EXERCISE OBJECTIVE
Can you write out the rows word for word, from the line with "Task: find each instance of the pointed" up to and including the line with "Target: pointed spire", leaving the pictures out of your answer?

ENTRIES SHOWN
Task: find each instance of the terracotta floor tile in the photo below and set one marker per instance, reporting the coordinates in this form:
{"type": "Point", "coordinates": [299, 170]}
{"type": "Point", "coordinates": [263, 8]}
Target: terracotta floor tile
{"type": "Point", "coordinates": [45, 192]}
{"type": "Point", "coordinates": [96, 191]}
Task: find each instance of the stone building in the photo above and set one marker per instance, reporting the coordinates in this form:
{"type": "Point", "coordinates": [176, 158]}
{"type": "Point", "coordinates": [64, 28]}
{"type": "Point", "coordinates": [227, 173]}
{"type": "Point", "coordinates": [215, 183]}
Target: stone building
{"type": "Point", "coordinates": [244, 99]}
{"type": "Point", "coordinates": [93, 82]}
--
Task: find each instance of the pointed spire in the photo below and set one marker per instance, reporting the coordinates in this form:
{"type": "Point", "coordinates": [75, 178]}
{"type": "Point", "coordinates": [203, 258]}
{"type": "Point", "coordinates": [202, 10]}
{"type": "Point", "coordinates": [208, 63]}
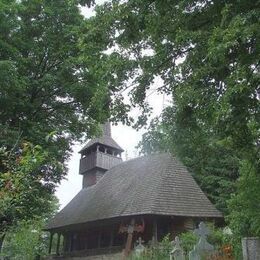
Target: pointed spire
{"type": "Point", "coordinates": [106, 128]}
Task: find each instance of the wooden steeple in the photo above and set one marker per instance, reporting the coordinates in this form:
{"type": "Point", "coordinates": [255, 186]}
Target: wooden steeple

OUTPUT OF THE EXERCISE
Task: find each instance of the pointed spire in the photo below and set one marker per instance, reporting the coordinates in this form:
{"type": "Point", "coordinates": [75, 178]}
{"type": "Point", "coordinates": [203, 258]}
{"type": "Point", "coordinates": [202, 10]}
{"type": "Point", "coordinates": [208, 63]}
Target: pointed spire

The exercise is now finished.